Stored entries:
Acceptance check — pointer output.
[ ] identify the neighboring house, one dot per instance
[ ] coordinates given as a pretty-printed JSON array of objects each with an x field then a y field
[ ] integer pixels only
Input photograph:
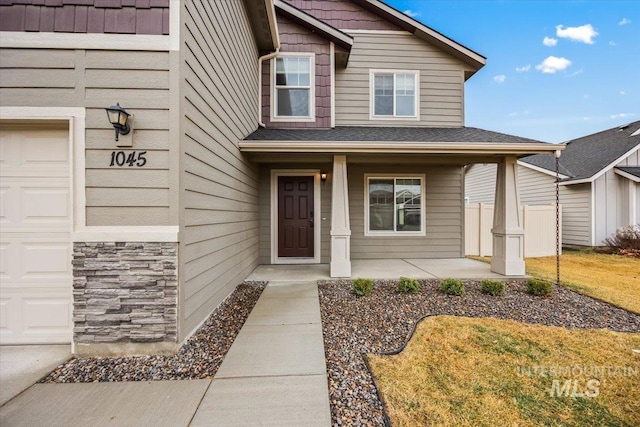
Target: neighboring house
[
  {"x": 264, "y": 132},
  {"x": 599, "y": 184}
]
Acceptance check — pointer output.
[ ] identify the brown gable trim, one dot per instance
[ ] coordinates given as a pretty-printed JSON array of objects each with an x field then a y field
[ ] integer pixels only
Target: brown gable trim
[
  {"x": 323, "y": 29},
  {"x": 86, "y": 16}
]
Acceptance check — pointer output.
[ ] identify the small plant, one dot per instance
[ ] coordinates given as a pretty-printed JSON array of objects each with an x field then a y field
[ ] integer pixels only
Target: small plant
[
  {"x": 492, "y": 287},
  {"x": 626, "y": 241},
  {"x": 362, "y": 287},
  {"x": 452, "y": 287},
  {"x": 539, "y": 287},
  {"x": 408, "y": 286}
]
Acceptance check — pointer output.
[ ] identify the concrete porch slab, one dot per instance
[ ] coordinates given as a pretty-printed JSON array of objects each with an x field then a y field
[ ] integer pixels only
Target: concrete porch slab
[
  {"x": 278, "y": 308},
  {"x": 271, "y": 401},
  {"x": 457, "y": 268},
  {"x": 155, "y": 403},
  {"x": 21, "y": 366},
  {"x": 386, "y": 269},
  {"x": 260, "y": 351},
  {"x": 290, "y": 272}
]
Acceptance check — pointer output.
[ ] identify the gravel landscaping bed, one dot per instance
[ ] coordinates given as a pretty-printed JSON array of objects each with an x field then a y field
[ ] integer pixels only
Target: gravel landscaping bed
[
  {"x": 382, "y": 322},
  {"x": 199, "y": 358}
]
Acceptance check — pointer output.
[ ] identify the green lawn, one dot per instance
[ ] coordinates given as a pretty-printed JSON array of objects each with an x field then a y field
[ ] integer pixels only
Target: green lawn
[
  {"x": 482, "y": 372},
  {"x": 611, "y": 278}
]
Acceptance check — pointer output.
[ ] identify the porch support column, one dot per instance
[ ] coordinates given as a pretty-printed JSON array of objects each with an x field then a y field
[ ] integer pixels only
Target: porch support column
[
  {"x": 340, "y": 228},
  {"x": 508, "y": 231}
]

--

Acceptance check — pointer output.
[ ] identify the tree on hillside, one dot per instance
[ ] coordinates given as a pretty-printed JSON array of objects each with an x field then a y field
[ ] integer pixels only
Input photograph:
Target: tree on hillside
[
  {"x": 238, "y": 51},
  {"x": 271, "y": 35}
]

### GIVEN PROBLEM
Tally how many lines of the material contain the word "green". Reply with the number alone.

### COMPLETED EXERCISE
2